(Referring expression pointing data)
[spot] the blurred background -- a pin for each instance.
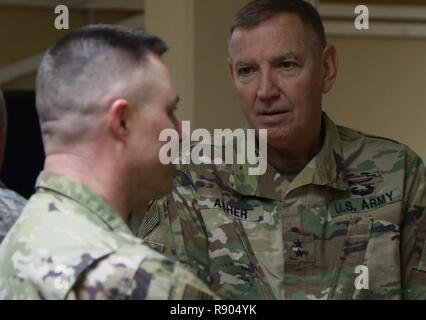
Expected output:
(380, 89)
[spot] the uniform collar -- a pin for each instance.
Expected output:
(84, 196)
(325, 169)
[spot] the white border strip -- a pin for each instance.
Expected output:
(84, 4)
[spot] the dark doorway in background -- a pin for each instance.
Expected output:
(24, 148)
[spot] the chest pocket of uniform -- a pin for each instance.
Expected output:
(351, 257)
(232, 273)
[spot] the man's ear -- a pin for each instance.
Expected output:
(119, 116)
(231, 70)
(329, 65)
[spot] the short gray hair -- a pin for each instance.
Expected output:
(78, 74)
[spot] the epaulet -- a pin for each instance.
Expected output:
(150, 221)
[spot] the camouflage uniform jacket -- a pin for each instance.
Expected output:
(350, 225)
(11, 205)
(68, 243)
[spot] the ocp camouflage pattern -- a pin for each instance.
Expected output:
(359, 203)
(69, 243)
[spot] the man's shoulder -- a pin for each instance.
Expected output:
(48, 216)
(138, 272)
(11, 205)
(374, 148)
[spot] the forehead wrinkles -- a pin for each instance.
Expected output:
(272, 38)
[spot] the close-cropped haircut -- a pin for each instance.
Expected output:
(80, 70)
(258, 11)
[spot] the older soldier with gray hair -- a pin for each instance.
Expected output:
(11, 203)
(339, 214)
(103, 96)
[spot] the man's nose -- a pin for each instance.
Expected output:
(267, 87)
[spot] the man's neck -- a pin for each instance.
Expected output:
(294, 160)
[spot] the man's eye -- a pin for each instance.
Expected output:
(288, 64)
(244, 71)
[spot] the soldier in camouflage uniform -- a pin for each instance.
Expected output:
(339, 214)
(103, 95)
(11, 203)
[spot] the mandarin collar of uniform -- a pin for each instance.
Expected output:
(326, 168)
(83, 195)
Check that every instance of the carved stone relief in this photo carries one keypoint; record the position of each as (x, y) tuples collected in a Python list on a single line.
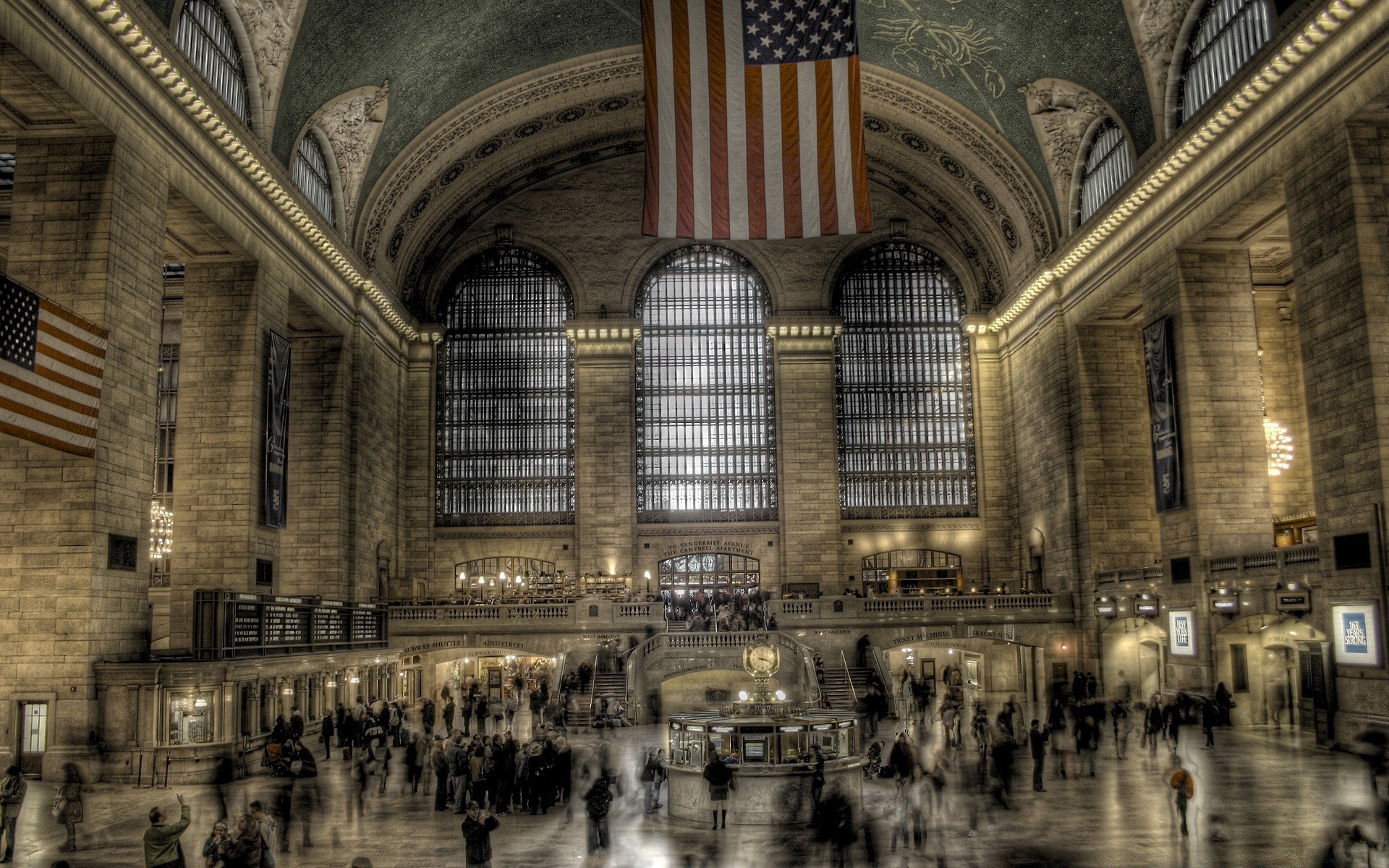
[(271, 27), (353, 124), (1156, 25), (1061, 111)]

TASK BRIEF:
Reprint each of the records exactly and skip the images.

WRITTEN SOLUTION:
[spot] the blurred background -- a pin for each instance.
Expected output:
(380, 89)
[spot] the uniform collar -- a pin for each instance.
Expected output:
(84, 196)
(325, 169)
[spot] the white border strip -- a pin for each instance.
Expected output:
(84, 4)
[spot] the dark doorway in background -- a pin for each instance.
Expected output:
(24, 148)
[spot] the chest pocket of uniform -- a pin for each instance.
Expected output:
(351, 257)
(232, 273)
[spot] the man's ear -- a pin for each instance.
Expected output:
(119, 116)
(231, 70)
(329, 65)
[spot] the short gray hair -- a pin for each instance.
Expected output:
(78, 74)
[spot] the epaulet -- a pin for each instance.
Expected output:
(150, 221)
[spot] the camouflage uniform jacket -- a pin for each instance.
Expected output:
(350, 225)
(11, 205)
(68, 243)
[spot] the ocp camouflage pattern -- a pin for each instance.
Expected output:
(359, 203)
(69, 243)
[spot] the man's shoulder -- a pin for each instance.
Expected output:
(48, 216)
(138, 272)
(11, 205)
(374, 148)
[spot] the forehead wrinkles -- a pin for each instance.
Expected output:
(272, 38)
[spot] the close-cropped haircut -- a pin for each instance.
Expected output:
(80, 70)
(258, 11)
[spot] the older soldier with gray hair -- a pin for each instance.
Expected output:
(11, 203)
(339, 214)
(103, 96)
[spot] the man's nose -- a pin for each instance.
Expected output:
(267, 87)
[spot] the man's neck -- a pin for each instance.
Expected output:
(294, 160)
[spot] the man's eye -- a pin for each instance.
Expected output:
(288, 64)
(244, 71)
[spot] the soldier in camouflage uniform -- a pin for each instance.
Expected output:
(339, 214)
(103, 95)
(11, 203)
[spot] the mandarin collar of uniform -- a pin for each instance.
Expected output:
(326, 168)
(83, 195)
Check that every instance of the carved stone relief in this photo carries one keypoint; record the position of each as (x, y) tuples collected in a Python list on a single line.
[(271, 27), (353, 124), (1156, 25), (1061, 111)]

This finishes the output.